*Task statement*. Retype the material that follows, keeping every word as it is.
#### Data to use ####
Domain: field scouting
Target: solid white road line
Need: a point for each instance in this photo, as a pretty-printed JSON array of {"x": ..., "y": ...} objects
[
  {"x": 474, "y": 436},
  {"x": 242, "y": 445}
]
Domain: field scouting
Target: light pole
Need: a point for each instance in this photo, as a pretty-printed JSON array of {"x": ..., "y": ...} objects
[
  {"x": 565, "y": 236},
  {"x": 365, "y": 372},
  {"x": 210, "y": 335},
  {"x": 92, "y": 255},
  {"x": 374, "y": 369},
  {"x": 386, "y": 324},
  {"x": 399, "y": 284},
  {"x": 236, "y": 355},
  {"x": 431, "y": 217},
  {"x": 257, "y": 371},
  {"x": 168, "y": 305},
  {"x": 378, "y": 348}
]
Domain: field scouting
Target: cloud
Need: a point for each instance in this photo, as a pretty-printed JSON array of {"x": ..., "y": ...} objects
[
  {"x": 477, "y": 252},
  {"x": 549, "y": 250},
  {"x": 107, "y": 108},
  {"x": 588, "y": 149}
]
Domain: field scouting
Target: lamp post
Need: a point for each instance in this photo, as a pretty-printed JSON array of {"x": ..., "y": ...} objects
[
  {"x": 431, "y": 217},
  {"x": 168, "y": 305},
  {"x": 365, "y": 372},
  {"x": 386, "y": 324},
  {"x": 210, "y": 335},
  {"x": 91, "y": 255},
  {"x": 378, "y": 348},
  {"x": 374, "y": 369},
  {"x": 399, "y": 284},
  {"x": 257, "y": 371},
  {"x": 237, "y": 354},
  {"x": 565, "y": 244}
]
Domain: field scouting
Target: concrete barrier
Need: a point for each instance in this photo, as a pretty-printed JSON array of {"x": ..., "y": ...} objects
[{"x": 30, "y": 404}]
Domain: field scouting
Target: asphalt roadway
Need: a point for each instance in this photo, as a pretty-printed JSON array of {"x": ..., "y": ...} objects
####
*Exercise output*.
Domain: field scouting
Target: solid white road line
Need: a point for each instance in this photo, as a pretty-printed JSON array of {"x": ..., "y": ...} objects
[
  {"x": 474, "y": 436},
  {"x": 242, "y": 445}
]
Domain: field scouting
Target: light pole
Need: a point for each instance in this photo, as a pretty-printed JSON array of {"x": ..., "y": ...} objects
[
  {"x": 565, "y": 236},
  {"x": 365, "y": 372},
  {"x": 210, "y": 335},
  {"x": 92, "y": 255},
  {"x": 374, "y": 369},
  {"x": 386, "y": 324},
  {"x": 399, "y": 284},
  {"x": 236, "y": 355},
  {"x": 431, "y": 217},
  {"x": 257, "y": 371},
  {"x": 168, "y": 305},
  {"x": 378, "y": 348}
]
Domain: field scouting
Target: cloud
Need: a point for each instance in this photo, as a pretty-printed JSON array of {"x": ..., "y": ...} objects
[
  {"x": 477, "y": 252},
  {"x": 549, "y": 250},
  {"x": 107, "y": 108},
  {"x": 588, "y": 149}
]
Domain: field scouting
Target: lamp post
Need: a point for each instance in this photo, as a pretty-printed JSON array of {"x": ..., "y": ...} objects
[
  {"x": 431, "y": 217},
  {"x": 168, "y": 305},
  {"x": 365, "y": 372},
  {"x": 386, "y": 324},
  {"x": 210, "y": 335},
  {"x": 91, "y": 255},
  {"x": 378, "y": 348},
  {"x": 374, "y": 369},
  {"x": 399, "y": 284},
  {"x": 257, "y": 371},
  {"x": 237, "y": 354},
  {"x": 565, "y": 244}
]
Domain: field scouting
Target: concrete barrier
Need: a point for each instance in this photo, as a pretty-printed JSON array of {"x": ..., "y": ...} objects
[{"x": 30, "y": 404}]
Domain: field scouting
Target: asphalt roadway
Need: a point for each instance in this photo, as a pretty-printed JSON array of {"x": ..., "y": ...} objects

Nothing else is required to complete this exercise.